Selected text |

------------------------------------------------------------

Qinghai Lake is the most extensive inland plateau closed lake with salty water in China, in which the areas with more frequent Cladophora occurrences are predominantly within the gray range of Figure 1 [30,32]. The study area (latitude 36°35′–37°20′N; longitude 99°35′–100°20′E) is shown in Figure 1. These lake bays and river inlets are represented by the regions enclosed in blue rectangles. The regions of interest (ROI) are defined as follows: ROI 1 is the Shaliu River inlet, ROI 2 is the Buha River inlet, ROI 3 is Tiebuka Bay, and ROI 4 is the Heima River inlet. The island, known as Bird Island, is situated within the boundaries of the ROI 2 rectangle.

2.2. Data Source

2.2.1. Measured Data

Field experiments were conducted during May, September, and October 2020, July and August 2021, and June 2022, for a total of seven experiments. We sampled 106 field points with 22, 32, 21, 2, 5, 9 and 15 field points in those experiments, respectively. At each field point, we observed that the FC exists directly above the AC, FC including GFC or DFC. The field reflectance spectra of related objects (AC, GFC, DFC, and water), and the data of each site(GPS position and photos) were recorded. A Field-SpecR3 spectroradiometer and ATP9100 spectroradiometer were used to measure in situ reflectance spectra.

The in situ reflectance spectral data for AC, GFC, DFC and water were obtained by directly measuring the object reflectance R (Equation (1)).

$$R(\mathsf{\lambda })=\frac{E_{\mathrm{u}}(\mathsf{\lambda })}{E_{\mathrm{d}}(\mathsf{\lambda })}$$

(1)

------------------------------------------------------------

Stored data
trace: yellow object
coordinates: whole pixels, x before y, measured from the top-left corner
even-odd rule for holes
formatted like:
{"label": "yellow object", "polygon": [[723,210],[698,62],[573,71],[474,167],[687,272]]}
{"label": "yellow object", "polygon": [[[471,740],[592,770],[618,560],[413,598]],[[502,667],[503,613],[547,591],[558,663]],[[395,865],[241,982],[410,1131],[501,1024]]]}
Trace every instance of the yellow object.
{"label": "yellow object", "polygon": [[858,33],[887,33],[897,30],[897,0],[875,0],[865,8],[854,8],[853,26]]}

------------------------------------------------------------

Written problem A | In the Qinghai Lake text, reproduce word for word the passage that begins at the words "Field experiments were" and stops after "situ reflectance spectra.".
Written problem B | According to the Qinghai Lake text, which region is ROI 3?
Written problem C | Pick up the Qinghai Lake text where it stops and keep writing.
You won't need the stored data lines for any of this.

Task result A |
Field experiments were conducted during May, September, and October 2020, July and August 2021, and June 2022, for a total of seven experiments. We sampled 106 field points with 22, 32, 21, 2, 5, 9 and 15 field points in those experiments, respectively. At each field point, we observed that the FC exists directly above the AC, FC including GFC or DFC. The field reflectance spectra of related objects (AC, GFC, DFC, and water), and the data of each site(GPS position and photos) were recorded. A Field-SpecR3 spectroradiometer and ATP9100 spectroradiometer were used to measure in situ reflectance spectra.

Task result B | Tiebuka Bay.

Task result C |
where E_u(λ) refers to the upward irradiance of the water surface. E_d(λ) refers to the downward irradiance the water surface.

We analyzed 30 spectra at each sampling point, removed outliers, and averaged the remaining spectral reflectance values to obtain the mean reflectance spectra for AC, GFC, DFC, and water (Figure 2).

In addition, to investigate the climatic factors that affect Cladophora changes, daily climatic factors from 1990 to 2022, including temperature, precipitation, sunshine duration, and wind speed, were selected for Guncha and Gonghe counties.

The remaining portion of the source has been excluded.